**What you need to do:**
Please output the listing below exactly as it stands, line for line, with the pictures left out of your answer.
+-------+
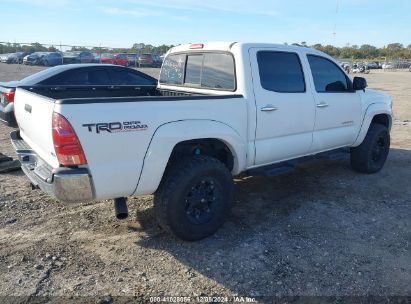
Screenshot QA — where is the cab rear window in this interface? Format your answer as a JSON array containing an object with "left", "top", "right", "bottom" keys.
[{"left": 160, "top": 52, "right": 235, "bottom": 91}]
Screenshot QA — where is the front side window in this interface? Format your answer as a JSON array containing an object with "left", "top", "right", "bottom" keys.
[
  {"left": 257, "top": 51, "right": 305, "bottom": 93},
  {"left": 307, "top": 55, "right": 348, "bottom": 93}
]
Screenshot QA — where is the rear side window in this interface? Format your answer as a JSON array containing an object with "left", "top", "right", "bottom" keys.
[
  {"left": 160, "top": 54, "right": 186, "bottom": 85},
  {"left": 257, "top": 51, "right": 305, "bottom": 93},
  {"left": 201, "top": 54, "right": 235, "bottom": 91},
  {"left": 307, "top": 55, "right": 348, "bottom": 93},
  {"left": 160, "top": 53, "right": 235, "bottom": 91}
]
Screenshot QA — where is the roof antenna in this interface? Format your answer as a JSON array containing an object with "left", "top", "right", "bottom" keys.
[{"left": 333, "top": 0, "right": 340, "bottom": 45}]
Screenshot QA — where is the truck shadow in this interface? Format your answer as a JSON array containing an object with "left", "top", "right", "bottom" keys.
[{"left": 132, "top": 149, "right": 411, "bottom": 296}]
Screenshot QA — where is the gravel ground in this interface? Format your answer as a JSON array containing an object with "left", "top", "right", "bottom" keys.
[{"left": 0, "top": 64, "right": 411, "bottom": 303}]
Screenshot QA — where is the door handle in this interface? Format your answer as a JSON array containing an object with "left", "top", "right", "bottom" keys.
[
  {"left": 261, "top": 105, "right": 278, "bottom": 112},
  {"left": 317, "top": 102, "right": 328, "bottom": 108}
]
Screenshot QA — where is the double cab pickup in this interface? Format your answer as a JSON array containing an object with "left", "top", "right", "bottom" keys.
[{"left": 11, "top": 42, "right": 392, "bottom": 241}]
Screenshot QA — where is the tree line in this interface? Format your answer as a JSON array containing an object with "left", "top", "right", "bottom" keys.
[
  {"left": 0, "top": 42, "right": 173, "bottom": 55},
  {"left": 0, "top": 42, "right": 411, "bottom": 60},
  {"left": 293, "top": 42, "right": 411, "bottom": 60}
]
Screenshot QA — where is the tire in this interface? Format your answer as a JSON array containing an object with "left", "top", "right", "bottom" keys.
[
  {"left": 351, "top": 123, "right": 390, "bottom": 174},
  {"left": 154, "top": 156, "right": 234, "bottom": 241}
]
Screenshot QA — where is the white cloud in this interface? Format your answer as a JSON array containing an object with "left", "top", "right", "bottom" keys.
[
  {"left": 101, "top": 7, "right": 165, "bottom": 17},
  {"left": 117, "top": 0, "right": 279, "bottom": 16}
]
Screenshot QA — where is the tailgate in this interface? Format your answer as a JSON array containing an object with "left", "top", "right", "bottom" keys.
[{"left": 14, "top": 88, "right": 59, "bottom": 168}]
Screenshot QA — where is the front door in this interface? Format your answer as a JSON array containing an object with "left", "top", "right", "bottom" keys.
[{"left": 250, "top": 48, "right": 315, "bottom": 165}]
+-------+
**Output:**
Screenshot QA — where is the cab rear window in this interface? Format your answer as a JSON array containing an object with "left", "top", "right", "bottom" keys.
[{"left": 160, "top": 52, "right": 235, "bottom": 91}]
Screenshot QA — where is the front side window in this interface? Format your answer as a JSON array containing an object with "left", "top", "right", "bottom" keys.
[
  {"left": 257, "top": 51, "right": 305, "bottom": 93},
  {"left": 307, "top": 55, "right": 348, "bottom": 93}
]
Screenshot QA — where is the rear side window in this interface? Format your answer as a JSON array containing an object with "left", "top", "right", "bottom" keys.
[
  {"left": 160, "top": 54, "right": 186, "bottom": 85},
  {"left": 257, "top": 51, "right": 305, "bottom": 93},
  {"left": 201, "top": 54, "right": 235, "bottom": 91},
  {"left": 307, "top": 55, "right": 348, "bottom": 93},
  {"left": 160, "top": 53, "right": 235, "bottom": 91}
]
Screenshot QA — where is the roof antenna in this interface? Format your answer as a JSON array containing an object with "left", "top", "right", "bottom" keys.
[{"left": 333, "top": 0, "right": 340, "bottom": 45}]
Screenshot QA — where is the truck shadow in this interface? Format your answer as a JSON array containing an object with "left", "top", "right", "bottom" keys.
[{"left": 132, "top": 149, "right": 411, "bottom": 296}]
Screenshot QA — where is the gravel ground in this interface? Format your answer as a JSON array containing an object with "left", "top", "right", "bottom" keys.
[{"left": 0, "top": 64, "right": 411, "bottom": 303}]
Screenshot QA — where is the door handle in this interface? Format your answer as a JSON array containing an object with "left", "top", "right", "bottom" keys.
[
  {"left": 261, "top": 105, "right": 278, "bottom": 112},
  {"left": 317, "top": 102, "right": 328, "bottom": 108}
]
Screenshot QA — where is the double cab pickup in this interface? Format your answer as a JSON array containing an object with "left", "top", "right", "bottom" keys.
[{"left": 11, "top": 42, "right": 392, "bottom": 241}]
Screenshot QA — where is the tree line in this interface? Format your answer as a JSON array containing an object with "left", "top", "right", "bottom" keys.
[
  {"left": 0, "top": 42, "right": 173, "bottom": 55},
  {"left": 0, "top": 42, "right": 411, "bottom": 60},
  {"left": 293, "top": 42, "right": 411, "bottom": 60}
]
Screenshot QA — where is the tire in this interface? Format your answer as a JSON array containing an object with "left", "top", "right", "bottom" keys.
[
  {"left": 351, "top": 123, "right": 390, "bottom": 174},
  {"left": 154, "top": 156, "right": 234, "bottom": 241}
]
Screenshot QA — where is the white cloud in this interface? Format your answer as a JSON array containing an object with "left", "top", "right", "bottom" keys.
[
  {"left": 101, "top": 7, "right": 165, "bottom": 17},
  {"left": 117, "top": 0, "right": 279, "bottom": 16}
]
Screenshot QA — where is the tailgate in this interface? Format your answer as a JSON array containing an object with "left", "top", "right", "bottom" keys.
[{"left": 14, "top": 88, "right": 59, "bottom": 168}]
Screenshot QA — where is the front door in this interface? Format your answer as a JSON array containing an object with "left", "top", "right", "bottom" keys.
[{"left": 250, "top": 48, "right": 315, "bottom": 165}]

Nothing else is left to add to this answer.